▶ [TASK PROMPT] Copy every line of the listing below word for word, without changing anything.

--- Start DATA PROVIDED ---

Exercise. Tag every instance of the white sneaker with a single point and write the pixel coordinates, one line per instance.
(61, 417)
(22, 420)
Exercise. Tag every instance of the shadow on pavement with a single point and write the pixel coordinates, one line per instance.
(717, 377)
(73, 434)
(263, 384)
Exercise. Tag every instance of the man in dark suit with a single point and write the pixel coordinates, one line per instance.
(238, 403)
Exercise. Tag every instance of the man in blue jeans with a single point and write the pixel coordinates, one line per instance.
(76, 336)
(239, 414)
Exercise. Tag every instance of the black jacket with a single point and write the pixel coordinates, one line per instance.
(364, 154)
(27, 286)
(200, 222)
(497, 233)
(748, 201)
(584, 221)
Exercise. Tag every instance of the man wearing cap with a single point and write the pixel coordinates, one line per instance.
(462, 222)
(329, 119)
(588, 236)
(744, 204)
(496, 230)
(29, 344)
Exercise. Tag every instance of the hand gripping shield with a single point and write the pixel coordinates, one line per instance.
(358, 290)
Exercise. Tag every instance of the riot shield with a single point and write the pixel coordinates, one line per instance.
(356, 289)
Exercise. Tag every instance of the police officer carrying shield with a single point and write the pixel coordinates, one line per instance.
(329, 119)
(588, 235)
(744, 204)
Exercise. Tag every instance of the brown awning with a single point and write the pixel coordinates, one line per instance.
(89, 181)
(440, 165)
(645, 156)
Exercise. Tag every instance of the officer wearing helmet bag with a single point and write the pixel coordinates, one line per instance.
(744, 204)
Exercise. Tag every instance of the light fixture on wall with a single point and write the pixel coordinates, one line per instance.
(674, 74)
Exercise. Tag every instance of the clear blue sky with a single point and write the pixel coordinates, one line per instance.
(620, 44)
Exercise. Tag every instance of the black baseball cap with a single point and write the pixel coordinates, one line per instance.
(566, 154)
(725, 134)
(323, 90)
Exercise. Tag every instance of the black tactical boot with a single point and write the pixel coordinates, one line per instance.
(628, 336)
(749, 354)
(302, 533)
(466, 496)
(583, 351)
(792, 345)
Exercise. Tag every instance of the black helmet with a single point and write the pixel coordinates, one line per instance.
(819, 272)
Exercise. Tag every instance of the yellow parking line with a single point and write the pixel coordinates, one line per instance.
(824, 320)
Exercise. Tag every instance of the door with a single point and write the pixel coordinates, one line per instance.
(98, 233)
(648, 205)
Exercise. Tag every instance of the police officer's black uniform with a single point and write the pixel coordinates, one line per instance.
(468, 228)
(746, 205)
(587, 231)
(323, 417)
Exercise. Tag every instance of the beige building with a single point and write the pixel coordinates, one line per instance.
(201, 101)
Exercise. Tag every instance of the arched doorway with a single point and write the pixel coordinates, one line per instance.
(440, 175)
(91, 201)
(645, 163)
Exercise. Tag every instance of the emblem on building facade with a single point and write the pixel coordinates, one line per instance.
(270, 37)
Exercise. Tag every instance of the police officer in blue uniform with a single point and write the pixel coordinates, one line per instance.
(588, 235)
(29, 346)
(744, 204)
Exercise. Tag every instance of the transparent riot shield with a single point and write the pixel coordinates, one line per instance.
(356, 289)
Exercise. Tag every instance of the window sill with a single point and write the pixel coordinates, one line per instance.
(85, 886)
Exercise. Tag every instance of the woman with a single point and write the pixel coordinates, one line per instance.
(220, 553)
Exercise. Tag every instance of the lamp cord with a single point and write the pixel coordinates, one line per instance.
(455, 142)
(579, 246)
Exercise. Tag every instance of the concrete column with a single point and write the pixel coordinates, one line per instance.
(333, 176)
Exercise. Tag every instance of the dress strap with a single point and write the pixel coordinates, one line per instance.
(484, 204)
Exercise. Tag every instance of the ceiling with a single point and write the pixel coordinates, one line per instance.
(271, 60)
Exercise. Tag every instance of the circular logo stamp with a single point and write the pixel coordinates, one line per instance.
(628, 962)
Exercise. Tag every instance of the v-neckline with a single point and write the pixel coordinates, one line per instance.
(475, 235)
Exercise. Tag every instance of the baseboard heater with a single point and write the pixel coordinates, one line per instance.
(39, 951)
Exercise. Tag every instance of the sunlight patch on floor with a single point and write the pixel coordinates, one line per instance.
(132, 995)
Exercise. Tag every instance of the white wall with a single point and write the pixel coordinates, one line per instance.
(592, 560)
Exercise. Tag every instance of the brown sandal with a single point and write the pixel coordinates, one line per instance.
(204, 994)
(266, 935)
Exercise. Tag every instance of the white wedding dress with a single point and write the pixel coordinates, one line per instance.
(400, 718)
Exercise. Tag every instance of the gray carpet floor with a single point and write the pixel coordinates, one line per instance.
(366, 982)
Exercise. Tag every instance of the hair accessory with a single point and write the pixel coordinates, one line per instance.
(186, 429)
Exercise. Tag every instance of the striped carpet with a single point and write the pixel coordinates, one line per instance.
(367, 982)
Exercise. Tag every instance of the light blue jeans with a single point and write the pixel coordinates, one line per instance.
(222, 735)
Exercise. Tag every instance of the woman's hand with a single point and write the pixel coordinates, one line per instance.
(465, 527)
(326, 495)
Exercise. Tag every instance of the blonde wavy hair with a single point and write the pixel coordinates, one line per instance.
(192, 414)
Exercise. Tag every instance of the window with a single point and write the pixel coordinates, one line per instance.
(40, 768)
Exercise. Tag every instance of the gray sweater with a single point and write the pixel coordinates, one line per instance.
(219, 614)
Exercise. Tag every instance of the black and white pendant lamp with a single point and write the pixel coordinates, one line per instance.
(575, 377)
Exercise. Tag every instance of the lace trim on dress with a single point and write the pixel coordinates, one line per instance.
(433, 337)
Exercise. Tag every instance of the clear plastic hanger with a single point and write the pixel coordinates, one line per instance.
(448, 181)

--- End DATA PROVIDED ---

▶ [EXERCISE RESULT]
Exercise. Tag every instance of the white sneaker with a single point and write the pixel coordinates, one line per instance.
(61, 417)
(22, 420)
Exercise. Tag every instance of the shadow on pavement with a single point and write the pixel coordinates, one line per instance.
(717, 377)
(73, 434)
(263, 384)
Exercise. Tag every instance of the man in dark suit with a single point and write the pixel coordinates, one line per instance.
(238, 403)
Exercise. Tag every instance of the man in blue jeans with a single point and write the pixel coordinates, one line per instance.
(76, 336)
(239, 414)
Exercise. Tag every instance of the black jacket with a single point and write the pixel coordinates, one line per instance.
(364, 154)
(27, 286)
(200, 222)
(497, 233)
(748, 201)
(584, 221)
Exercise. Tag every instance of the man wearing cap with a single point and write the pixel coordinates, one line per instance.
(462, 222)
(329, 119)
(588, 236)
(744, 204)
(496, 230)
(29, 344)
Exercise. Tag every instance of the hand gripping shield with a single point and write the pixel coordinates, one line per instance.
(358, 290)
Exercise. Tag every instance of the riot shield with a single point and write the pixel coordinates, one line per instance.
(356, 289)
Exercise. Tag every instance of the police officer carrying shield with a single point and write the pixel coordinates, one line per instance.
(329, 119)
(588, 235)
(744, 204)
Exercise. Tag every instance of the brown awning with a single point and write the pixel coordinates, one line per instance.
(89, 181)
(440, 165)
(645, 156)
Exercise. Tag every instance of the officer wearing helmet bag with a single point and write the pixel coordinates, one line per instance.
(744, 204)
Exercise. Tag every instance of the light fixture on wall with a single point and write the pixel coordinates, one line per instance.
(674, 74)
Exercise. Tag every instance of the clear blue sky with a single point and write the pixel coordinates, one line per instance.
(620, 44)
Exercise. Tag every instance of the black baseball cap with a single point and write the pixel coordinates, one line per instance.
(566, 154)
(725, 134)
(323, 90)
Exercise. Tag every instance of the black tactical boot with a single point and write the pixel coordinates, one line per instance.
(628, 336)
(749, 354)
(302, 533)
(466, 496)
(583, 351)
(792, 345)
Exercise. Tag every instance of the black helmet with a single point and write the pixel coordinates, one line per instance.
(819, 272)
Exercise. Tag every instance of the yellow parking line with a single point and write the pixel coordinates, one line per instance.
(824, 320)
Exercise. Tag every instance of the door with a single point and write the pixel coordinates, one line per instance.
(98, 233)
(648, 205)
Exercise. Tag every instance of the police officer's black uniform with a single point and write the pixel coordinates, one line per instance.
(468, 228)
(746, 205)
(587, 231)
(323, 417)
Exercise. Tag every instance of the beige building with a single point and write the pixel coordinates, one line per instance.
(201, 101)
Exercise. Tag every instance of the arched doorway with a single point and write the pixel coordinates, one line per instance.
(440, 175)
(91, 201)
(645, 163)
Exercise. Tag every instance of the emblem on building facade with a single point and write the pixel coordinates, one line per instance.
(270, 37)
Exercise. Tag every instance of the police officer in blue uniform with a single point and write the pixel coordinates, one line per instance.
(588, 235)
(29, 346)
(744, 204)
Exercise. Tag every instance of the transparent riot shield with a single point and write the pixel coordinates, one line per instance.
(356, 289)
Exercise. Tag every instance of the window sill with a single point and write the pixel coordinates, one line per instance.
(85, 886)
Exercise. Tag every instance of the woman with a single point and write the pixel coordinates, one line per instance.
(220, 553)
Exercise. Tag every instance of the lamp cord with a single point and write the pixel coordinates, one line per instance.
(455, 142)
(579, 246)
Exercise. Tag every instance of the concrete column with a single point and write the pixel coordinates, one line per instance.
(333, 176)
Exercise. Tag every instance of the dress strap with a single point and write the pixel coordinates, one line per instance.
(484, 204)
Exercise. Tag every instance of the ceiling with a single point and write the pixel coordinates, one line per instance.
(271, 60)
Exercise. Tag every instance of the circular logo stamp with a single point and write the pixel coordinates, one line per instance.
(628, 962)
Exercise. Tag every instance of the v-neckline with a single point and write the pixel coordinates, one line per instance.
(475, 235)
Exercise. Tag every instance of the baseboard heater with a single point and write the pixel coordinates, one line per instance.
(39, 951)
Exercise. Tag every instance of the sunlight patch on floor with a single point and write the pixel coordinates, one line per instance.
(132, 995)
Exercise. Tag every instance of the white wall with a single point and write the pixel coordinates, one line per instance.
(592, 560)
Exercise. Tag every instance of the brown sandal with a single point and write the pixel coordinates, one line per instance.
(204, 994)
(266, 935)
Exercise. Tag every instance of the white wedding dress with a single point and write the pixel coordinates, one line per instance.
(400, 718)
Exercise. Tag every instance of the gray carpet floor with a single point and write the pixel coordinates, one line per instance.
(366, 982)
Exercise. Tag every instance of the hair accessory with a single point and write the pixel coordinates, one line per instance.
(186, 429)
Exercise. Tag every instance of the striped carpet with a single point and write the pixel coordinates, one line per instance.
(367, 982)
Exercise. Tag every instance of the light blue jeans with a single point and write the pixel coordinates, one line per instance.
(222, 735)
Exercise. Tag every instance of the woman's hand with a single point and write the pixel coordinates, one line per instance.
(465, 527)
(326, 495)
Exercise. Tag every instance of the blonde wavy hair with a single point and write the pixel coordinates, one line per instance.
(192, 414)
Exercise. Tag every instance of the window with a single point and write the pixel coordinates, one line per instance.
(40, 768)
Exercise. Tag every instance of the gray sweater with a single point and write the pixel coordinates, one line per instance.
(219, 614)
Exercise. Tag every instance of the black and white pendant lamp with a single point and write the pixel coordinates, one line per instance.
(575, 377)
Exercise. Tag every instance of the lace trim on dress with a single point and write the pixel coordinates, one line per instance.
(433, 337)
Exercise. Tag every instance of the clear plastic hanger with a single point and write the pixel coordinates, one line per instance.
(448, 181)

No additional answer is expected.